### 原文
>>>>
3.3.1 usb_register_bus
usb_register_bus函数定义在drivers/usb/core/hcd.c中:
/** * usb_register_bus - registers the USB host controller with the usb core * @bus: pointer to the bus to register * Context: !in_interrupt() * * Assigns a bus number, and links the controller into usbcore data * structures so that it can be seen by scanning the bus list. * * Return: 0 if successful. A negative error code otherwise. */ static int usb_register_bus(struct usb_bus *bus) { int result = -E2BIG; int busnum; mutex_lock(&usb_bus_idr_lock); busnum = idr_alloc(&usb_bus_idr, bus, 1, USB_MAXBUS, GFP_KERNEL); if (busnum < 0) { pr_err("%s: failed to get bus number\n", usbcore_name); goto error_find_busnum; } bus->busnum = busnum; mutex_unlock(&usb_bus_idr_lock); usb_notify_add_bus(bus); dev_info (bus->controller, "new USB bus registered, assigned bus " "number %d\n", bus->busnum); return 0; error_find_busnum: mutex_unlock(&usb_bus_idr_lock); return result; }
该函数调用idr_alloc为usb_bus总线随机分配一个总线编号,然后发送USB_BUS_ADD事件。
<<<<
### 待办任务
a: 报告数据行中含有字符串“cliff”的每一行,整行照抄,区分大小写。
b: 接着关于 usb_register_bus 的文段往下写,从它的最后一句之后开始。
关于 usb_register_bus 的文段和下方各行数据是两份互不相干的材料。

[数据集摘录]
>>>>
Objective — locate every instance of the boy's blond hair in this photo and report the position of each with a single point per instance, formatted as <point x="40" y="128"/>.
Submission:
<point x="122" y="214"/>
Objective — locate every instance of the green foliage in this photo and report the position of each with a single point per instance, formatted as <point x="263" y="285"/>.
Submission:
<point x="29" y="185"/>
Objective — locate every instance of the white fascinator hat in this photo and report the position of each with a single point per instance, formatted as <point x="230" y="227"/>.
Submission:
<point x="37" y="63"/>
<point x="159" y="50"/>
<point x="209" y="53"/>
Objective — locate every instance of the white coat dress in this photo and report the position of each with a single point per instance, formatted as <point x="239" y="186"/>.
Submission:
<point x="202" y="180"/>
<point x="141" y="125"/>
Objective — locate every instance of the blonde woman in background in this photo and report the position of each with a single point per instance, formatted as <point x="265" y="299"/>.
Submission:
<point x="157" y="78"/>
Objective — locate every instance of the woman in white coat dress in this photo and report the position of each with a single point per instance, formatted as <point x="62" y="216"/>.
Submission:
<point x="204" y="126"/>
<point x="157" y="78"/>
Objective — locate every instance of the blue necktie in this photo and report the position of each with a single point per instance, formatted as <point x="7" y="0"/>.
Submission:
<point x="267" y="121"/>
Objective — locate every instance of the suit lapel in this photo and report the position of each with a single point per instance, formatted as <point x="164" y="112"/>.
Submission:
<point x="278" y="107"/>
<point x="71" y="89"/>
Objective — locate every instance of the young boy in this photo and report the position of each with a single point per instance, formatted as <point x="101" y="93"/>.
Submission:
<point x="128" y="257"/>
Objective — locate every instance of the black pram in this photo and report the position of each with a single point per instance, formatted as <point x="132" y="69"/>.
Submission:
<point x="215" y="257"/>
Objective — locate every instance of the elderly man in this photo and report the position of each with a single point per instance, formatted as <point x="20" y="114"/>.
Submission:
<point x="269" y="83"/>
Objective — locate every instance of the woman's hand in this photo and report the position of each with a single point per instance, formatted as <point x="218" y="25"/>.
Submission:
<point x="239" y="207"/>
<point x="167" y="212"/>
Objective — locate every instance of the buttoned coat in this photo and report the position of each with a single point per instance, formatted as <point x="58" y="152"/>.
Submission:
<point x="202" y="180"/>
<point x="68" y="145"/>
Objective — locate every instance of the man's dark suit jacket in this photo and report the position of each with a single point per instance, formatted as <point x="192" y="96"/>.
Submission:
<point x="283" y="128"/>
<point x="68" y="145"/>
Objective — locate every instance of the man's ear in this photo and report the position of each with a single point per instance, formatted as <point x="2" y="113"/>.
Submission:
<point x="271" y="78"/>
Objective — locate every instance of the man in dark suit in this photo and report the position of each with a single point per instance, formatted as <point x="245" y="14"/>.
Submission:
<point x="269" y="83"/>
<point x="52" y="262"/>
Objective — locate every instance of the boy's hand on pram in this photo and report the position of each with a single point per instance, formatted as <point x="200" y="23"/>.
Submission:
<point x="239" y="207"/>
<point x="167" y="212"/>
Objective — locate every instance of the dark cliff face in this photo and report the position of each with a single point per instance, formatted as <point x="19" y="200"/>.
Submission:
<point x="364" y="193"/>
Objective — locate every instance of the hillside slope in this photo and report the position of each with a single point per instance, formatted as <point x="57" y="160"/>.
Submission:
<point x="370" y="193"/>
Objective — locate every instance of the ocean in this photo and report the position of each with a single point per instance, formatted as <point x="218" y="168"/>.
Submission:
<<<<
### 任务答案
a:
Objective — locate every instance of the dark cliff face in this photo and report the position of each with a single point per instance, formatted as <point x="19" y="200"/>.

b:
void usb_notify_add_bus(struct usb_bus *ubus) { blocking_notifier_call_chain(&usb_notifier_list, USB_BUS_ADD, ubus); }
这个usb_notifier_list为drivers/usb/core/usb.c中usb子系统初始化过程中通过usb_devio_init注册的。
当事件发生后会调用usbdev_nb指定的notifier_cal方法,即usbdev_notify:
static int usbdev_notify(struct notifier_block *self, unsigned long action, void *dev) { switch (action) { case USB_DEVICE_ADD: // 设备添加 break; case USB_DEVICE_REMOVE: // 设备删除 usbdev_remove(dev); break; } return NOTIFY_OK; }
实际上这里啥也没做。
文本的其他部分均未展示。